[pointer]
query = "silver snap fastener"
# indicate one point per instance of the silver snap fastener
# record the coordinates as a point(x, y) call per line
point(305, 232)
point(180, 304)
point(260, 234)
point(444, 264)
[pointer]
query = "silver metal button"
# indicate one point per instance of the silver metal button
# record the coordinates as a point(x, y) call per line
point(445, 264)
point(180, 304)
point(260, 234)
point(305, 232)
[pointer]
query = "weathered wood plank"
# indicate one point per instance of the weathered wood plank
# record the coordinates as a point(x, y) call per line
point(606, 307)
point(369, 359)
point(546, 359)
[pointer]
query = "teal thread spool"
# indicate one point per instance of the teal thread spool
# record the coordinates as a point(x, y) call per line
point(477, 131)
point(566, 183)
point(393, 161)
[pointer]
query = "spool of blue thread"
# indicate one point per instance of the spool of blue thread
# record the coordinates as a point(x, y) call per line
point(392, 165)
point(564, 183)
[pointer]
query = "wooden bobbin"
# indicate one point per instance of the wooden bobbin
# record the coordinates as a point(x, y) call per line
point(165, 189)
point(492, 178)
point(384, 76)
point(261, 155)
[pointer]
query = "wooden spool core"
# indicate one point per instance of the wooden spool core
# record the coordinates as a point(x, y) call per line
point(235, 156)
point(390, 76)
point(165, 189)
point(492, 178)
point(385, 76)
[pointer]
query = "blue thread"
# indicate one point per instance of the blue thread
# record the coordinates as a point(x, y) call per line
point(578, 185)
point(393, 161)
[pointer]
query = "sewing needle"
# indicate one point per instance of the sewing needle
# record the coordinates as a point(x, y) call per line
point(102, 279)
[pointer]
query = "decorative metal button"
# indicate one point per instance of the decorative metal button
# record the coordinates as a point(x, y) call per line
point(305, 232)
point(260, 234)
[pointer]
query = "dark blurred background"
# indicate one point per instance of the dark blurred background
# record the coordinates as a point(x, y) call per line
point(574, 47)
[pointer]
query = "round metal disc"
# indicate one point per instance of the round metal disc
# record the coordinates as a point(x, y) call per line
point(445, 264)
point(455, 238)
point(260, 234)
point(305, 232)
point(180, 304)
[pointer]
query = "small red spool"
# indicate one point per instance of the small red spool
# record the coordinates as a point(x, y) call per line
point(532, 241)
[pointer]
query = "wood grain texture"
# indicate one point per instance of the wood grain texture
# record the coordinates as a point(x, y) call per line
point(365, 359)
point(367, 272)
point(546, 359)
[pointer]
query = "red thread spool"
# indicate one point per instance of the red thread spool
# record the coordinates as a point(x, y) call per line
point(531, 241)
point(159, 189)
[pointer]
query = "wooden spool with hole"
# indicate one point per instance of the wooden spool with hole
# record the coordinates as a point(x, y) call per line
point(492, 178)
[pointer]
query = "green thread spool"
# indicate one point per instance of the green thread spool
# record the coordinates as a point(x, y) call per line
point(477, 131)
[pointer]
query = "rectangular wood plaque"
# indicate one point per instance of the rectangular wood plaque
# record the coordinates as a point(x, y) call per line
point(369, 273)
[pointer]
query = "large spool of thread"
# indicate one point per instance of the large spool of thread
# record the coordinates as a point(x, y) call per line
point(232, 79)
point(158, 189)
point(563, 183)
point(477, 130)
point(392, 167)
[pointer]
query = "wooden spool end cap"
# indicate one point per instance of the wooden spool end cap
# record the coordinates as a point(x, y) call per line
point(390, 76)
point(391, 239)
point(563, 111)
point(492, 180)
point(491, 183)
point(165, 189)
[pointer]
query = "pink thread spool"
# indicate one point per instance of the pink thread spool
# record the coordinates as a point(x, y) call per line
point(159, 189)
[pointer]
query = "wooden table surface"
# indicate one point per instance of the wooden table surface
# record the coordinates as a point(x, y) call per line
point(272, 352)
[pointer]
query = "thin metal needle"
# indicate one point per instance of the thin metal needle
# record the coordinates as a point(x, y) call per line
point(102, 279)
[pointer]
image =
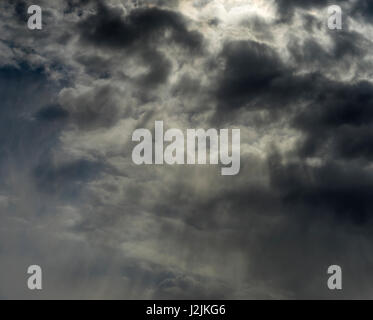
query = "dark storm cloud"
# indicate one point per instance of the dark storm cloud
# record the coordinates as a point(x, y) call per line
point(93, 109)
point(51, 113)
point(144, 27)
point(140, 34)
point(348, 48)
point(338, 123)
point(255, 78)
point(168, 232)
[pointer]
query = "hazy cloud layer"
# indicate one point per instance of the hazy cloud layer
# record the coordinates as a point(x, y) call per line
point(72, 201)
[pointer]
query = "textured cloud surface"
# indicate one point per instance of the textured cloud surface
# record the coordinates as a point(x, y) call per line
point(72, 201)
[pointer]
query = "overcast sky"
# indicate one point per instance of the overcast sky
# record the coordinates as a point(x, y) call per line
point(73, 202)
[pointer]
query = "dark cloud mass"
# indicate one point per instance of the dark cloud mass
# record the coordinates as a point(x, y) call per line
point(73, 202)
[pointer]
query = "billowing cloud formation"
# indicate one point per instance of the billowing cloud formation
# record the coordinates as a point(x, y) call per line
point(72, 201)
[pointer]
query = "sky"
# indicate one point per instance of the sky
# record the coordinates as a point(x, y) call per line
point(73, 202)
* * * * *
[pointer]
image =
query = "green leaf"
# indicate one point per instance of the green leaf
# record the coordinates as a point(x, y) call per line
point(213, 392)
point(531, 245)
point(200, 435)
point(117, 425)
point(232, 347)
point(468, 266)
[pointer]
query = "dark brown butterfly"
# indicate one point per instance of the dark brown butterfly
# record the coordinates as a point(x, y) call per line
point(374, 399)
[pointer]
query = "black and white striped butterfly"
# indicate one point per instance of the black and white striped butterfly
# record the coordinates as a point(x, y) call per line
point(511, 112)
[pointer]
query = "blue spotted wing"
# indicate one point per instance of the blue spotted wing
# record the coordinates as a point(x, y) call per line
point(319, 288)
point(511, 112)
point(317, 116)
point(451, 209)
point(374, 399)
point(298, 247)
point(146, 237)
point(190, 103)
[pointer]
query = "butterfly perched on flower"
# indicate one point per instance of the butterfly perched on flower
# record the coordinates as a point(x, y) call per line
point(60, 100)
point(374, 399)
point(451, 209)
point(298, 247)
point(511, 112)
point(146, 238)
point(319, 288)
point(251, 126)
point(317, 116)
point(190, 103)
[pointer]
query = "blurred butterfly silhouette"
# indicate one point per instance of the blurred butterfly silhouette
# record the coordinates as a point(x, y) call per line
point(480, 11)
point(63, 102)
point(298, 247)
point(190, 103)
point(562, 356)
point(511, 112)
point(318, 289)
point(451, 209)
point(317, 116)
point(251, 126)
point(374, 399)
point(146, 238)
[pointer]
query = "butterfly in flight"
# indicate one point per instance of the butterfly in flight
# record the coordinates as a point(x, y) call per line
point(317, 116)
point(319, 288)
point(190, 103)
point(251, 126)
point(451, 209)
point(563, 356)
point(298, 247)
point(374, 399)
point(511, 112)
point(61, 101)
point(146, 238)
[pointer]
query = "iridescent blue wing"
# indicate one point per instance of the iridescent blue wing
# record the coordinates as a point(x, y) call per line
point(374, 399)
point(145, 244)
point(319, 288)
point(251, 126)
* * * * *
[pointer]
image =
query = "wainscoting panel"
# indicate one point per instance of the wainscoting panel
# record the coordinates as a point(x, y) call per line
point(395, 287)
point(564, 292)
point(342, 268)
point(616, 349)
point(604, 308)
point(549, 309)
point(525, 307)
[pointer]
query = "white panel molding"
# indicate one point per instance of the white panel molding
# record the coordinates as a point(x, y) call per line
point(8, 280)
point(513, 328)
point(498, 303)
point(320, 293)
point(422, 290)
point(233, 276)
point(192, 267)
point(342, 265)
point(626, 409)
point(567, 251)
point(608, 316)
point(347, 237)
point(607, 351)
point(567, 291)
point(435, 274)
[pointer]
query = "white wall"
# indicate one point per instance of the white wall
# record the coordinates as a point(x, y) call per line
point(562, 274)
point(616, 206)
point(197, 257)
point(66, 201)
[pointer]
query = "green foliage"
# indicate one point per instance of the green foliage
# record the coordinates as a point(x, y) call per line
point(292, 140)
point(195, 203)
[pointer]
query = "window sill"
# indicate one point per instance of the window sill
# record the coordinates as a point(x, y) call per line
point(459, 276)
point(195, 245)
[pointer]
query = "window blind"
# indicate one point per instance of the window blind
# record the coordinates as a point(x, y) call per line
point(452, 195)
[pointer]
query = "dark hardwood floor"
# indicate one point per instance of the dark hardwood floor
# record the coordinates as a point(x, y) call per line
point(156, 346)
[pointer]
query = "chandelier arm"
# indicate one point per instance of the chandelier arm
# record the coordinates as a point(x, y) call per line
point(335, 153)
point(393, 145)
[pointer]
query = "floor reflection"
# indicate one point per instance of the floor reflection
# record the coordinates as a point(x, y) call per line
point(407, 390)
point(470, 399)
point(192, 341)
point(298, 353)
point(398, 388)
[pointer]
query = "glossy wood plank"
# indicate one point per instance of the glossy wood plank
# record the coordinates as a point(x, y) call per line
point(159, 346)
* * * * *
- **What to work on**
List every line in the material above that contains the string "teal", copying each one in full. Case counts.

- **Answer in full**
query = "teal thread spool"
# indicate one point per instance of the teal thread spool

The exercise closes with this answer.